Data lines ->

□ □ □ □ □ □ □

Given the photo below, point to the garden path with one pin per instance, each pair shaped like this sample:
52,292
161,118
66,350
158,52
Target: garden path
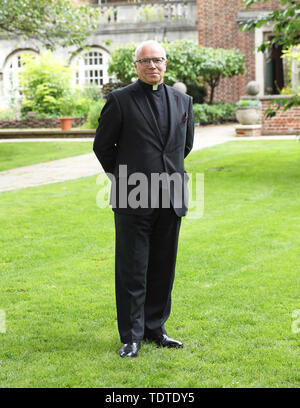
87,164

□ □ □ □ □ □ □

DIRECTIVE ->
Please find every line in the material above that contains the word "path" and copy each one.

RESULT ->
Given the photo below, point to the garden path with one pin per instance, each pair shaped like this sample:
Target: garden path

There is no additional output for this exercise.